* **Task brief**:
Copy everything from the line containing "tree shadow, then" down to the last line of the items, unchanged, keeping both the first and the last line.

* **A block of data**:
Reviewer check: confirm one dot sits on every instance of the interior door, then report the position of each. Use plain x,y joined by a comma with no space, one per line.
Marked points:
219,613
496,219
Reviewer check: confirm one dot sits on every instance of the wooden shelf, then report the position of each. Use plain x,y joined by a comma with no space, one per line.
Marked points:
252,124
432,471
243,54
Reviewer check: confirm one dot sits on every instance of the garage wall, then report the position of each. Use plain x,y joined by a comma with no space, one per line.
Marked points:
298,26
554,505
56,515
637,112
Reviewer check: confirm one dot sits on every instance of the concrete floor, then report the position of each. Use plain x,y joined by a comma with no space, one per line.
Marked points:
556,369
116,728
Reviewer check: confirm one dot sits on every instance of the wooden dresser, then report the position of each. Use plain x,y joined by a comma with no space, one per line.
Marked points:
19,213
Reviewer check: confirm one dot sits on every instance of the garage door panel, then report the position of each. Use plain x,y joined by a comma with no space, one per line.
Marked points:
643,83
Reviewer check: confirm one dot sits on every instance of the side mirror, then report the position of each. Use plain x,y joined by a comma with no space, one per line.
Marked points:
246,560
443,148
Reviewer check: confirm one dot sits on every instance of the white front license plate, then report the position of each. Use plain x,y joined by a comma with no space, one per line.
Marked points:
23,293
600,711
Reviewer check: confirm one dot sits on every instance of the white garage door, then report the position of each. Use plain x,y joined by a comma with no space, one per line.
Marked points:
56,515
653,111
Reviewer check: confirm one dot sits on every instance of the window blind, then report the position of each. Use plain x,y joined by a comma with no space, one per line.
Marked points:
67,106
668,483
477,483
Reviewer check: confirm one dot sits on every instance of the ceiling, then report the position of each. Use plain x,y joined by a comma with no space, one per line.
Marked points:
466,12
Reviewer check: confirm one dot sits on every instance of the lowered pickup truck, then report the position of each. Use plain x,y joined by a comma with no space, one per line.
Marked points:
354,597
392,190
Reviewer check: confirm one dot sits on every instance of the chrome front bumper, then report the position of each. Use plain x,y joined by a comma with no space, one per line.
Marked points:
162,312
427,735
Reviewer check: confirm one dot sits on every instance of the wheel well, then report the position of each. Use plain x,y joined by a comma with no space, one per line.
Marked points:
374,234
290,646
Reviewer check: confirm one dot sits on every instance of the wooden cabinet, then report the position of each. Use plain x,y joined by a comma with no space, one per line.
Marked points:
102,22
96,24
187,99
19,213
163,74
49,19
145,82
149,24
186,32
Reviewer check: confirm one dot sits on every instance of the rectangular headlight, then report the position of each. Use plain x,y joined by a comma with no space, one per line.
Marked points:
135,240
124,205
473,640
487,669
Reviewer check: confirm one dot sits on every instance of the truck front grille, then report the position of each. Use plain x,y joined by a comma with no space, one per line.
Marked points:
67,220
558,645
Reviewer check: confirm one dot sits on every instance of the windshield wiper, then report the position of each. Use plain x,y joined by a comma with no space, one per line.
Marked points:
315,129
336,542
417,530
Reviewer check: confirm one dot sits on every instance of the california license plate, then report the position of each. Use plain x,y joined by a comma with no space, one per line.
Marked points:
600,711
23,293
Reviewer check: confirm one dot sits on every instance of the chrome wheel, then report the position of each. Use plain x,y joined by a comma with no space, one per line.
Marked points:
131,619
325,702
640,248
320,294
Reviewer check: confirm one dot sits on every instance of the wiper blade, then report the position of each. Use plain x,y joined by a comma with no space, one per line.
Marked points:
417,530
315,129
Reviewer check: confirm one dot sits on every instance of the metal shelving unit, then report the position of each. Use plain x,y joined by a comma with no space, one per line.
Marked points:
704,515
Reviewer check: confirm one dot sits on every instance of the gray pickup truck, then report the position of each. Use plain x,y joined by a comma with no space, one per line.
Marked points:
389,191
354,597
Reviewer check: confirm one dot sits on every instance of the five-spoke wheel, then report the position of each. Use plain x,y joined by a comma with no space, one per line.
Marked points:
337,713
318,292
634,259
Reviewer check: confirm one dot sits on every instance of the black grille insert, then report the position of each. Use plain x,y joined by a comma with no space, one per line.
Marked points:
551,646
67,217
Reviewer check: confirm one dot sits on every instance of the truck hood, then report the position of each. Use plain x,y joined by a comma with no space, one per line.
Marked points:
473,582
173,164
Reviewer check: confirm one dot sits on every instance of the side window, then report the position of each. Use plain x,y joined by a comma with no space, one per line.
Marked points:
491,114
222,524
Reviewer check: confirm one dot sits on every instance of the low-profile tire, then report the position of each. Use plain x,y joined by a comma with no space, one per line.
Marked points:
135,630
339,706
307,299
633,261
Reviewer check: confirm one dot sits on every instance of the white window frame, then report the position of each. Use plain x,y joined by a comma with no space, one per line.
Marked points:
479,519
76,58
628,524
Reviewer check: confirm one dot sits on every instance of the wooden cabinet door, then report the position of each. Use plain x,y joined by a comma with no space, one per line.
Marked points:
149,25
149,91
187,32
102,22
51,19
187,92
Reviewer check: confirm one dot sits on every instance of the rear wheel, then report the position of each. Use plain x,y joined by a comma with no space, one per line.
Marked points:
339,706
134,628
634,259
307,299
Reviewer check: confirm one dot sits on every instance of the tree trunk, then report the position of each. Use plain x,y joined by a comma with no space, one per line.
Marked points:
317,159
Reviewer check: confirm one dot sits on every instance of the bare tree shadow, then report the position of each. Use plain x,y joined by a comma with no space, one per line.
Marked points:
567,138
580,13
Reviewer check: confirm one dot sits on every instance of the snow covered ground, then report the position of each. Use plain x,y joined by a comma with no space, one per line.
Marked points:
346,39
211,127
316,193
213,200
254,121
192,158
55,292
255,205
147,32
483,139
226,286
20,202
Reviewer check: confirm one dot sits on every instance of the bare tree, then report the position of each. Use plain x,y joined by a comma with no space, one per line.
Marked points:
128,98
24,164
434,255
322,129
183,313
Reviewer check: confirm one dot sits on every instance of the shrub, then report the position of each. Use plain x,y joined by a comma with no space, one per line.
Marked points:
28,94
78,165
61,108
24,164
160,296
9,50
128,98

* **The reply**:
Reviewer check: confirm one dot sits on every instance of the bare tree shadow, then report the position of each. Use plain x,y joined by a comma with no space, one per line.
Marked points:
567,138
580,13
Reviewer check: confirm one dot sits on every instance of the snow covered ground, then report the position of each. Use plain x,y joined by a comma with no space, one per line.
Marked points:
346,39
211,127
316,193
213,200
254,121
192,158
55,292
255,205
147,32
483,139
226,286
20,202
Reviewer check: confirm one dot sits on every instance of the bare tree, then report the position of each. Use plain x,y joined by a comma with no space, one per line.
Marked points:
128,98
24,164
434,255
322,129
183,313
Reviewer check: confirm one dot sits on every instance of the shrub, then report the position of each. Use plain x,y joined by a comma with no space, one per line.
Marked points:
28,94
78,165
61,108
24,164
160,296
9,50
128,98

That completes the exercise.